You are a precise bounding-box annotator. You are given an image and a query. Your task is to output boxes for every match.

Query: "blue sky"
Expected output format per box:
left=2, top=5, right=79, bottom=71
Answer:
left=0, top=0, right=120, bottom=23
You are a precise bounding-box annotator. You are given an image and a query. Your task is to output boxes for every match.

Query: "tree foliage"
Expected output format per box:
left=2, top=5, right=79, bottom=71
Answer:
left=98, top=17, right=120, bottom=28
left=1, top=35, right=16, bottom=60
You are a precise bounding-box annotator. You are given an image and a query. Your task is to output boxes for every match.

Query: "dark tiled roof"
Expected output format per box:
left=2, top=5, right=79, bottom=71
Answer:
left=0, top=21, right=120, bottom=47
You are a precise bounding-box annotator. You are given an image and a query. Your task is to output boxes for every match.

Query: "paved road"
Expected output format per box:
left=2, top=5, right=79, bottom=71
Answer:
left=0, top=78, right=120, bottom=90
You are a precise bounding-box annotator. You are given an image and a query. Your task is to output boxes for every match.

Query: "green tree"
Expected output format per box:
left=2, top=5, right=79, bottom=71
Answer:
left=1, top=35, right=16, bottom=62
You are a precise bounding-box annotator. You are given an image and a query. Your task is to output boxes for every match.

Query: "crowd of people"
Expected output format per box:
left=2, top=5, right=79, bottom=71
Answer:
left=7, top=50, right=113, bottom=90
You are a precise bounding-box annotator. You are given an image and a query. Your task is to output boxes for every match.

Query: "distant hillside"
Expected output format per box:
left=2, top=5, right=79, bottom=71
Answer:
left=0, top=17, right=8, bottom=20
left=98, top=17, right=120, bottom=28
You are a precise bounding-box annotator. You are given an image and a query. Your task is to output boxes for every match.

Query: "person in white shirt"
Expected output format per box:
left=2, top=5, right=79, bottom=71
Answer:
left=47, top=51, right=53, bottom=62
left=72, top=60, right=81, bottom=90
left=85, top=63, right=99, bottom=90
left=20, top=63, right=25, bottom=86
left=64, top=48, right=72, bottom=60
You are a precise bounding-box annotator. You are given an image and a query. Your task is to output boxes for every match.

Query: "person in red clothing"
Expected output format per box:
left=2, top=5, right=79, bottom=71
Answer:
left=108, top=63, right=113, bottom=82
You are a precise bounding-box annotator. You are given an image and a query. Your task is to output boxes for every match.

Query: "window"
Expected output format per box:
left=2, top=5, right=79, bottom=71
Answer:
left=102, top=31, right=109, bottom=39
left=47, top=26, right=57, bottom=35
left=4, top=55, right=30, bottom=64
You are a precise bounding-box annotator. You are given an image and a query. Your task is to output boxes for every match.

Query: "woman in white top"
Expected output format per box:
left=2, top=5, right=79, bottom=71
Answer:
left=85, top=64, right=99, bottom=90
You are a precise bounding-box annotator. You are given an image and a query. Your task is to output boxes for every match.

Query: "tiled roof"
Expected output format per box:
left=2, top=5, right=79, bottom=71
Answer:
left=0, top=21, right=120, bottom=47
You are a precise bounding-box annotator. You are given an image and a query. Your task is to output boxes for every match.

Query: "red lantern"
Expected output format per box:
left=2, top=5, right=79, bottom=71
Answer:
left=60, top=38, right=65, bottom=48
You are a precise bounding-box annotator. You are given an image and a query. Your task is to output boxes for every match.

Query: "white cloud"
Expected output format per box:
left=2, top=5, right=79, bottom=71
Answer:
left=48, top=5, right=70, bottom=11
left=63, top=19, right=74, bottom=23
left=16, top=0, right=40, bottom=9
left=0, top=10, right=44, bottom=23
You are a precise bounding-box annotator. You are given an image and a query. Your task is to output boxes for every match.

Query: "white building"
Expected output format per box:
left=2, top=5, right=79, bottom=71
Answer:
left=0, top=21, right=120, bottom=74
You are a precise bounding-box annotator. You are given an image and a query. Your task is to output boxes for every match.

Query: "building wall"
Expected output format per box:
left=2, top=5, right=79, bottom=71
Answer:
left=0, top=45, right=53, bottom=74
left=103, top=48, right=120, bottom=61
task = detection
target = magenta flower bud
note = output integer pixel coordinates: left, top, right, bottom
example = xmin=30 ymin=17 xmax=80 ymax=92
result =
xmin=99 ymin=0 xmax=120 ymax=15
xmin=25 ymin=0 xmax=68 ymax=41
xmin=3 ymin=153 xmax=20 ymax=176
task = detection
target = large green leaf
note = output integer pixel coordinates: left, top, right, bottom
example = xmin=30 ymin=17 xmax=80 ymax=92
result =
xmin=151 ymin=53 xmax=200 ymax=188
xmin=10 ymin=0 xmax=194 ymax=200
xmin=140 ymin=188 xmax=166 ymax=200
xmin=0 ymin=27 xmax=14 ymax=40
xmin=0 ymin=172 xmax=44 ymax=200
━━━━━━━━━━━━━━━━
The problem. Return each line of the material above that contains the string "xmin".

Task output.
example = xmin=30 ymin=17 xmax=80 ymax=92
xmin=99 ymin=0 xmax=120 ymax=15
xmin=25 ymin=0 xmax=68 ymax=41
xmin=3 ymin=153 xmax=20 ymax=176
example = xmin=30 ymin=17 xmax=80 ymax=92
xmin=151 ymin=53 xmax=200 ymax=188
xmin=10 ymin=0 xmax=194 ymax=200
xmin=140 ymin=188 xmax=166 ymax=200
xmin=0 ymin=27 xmax=14 ymax=40
xmin=0 ymin=172 xmax=44 ymax=200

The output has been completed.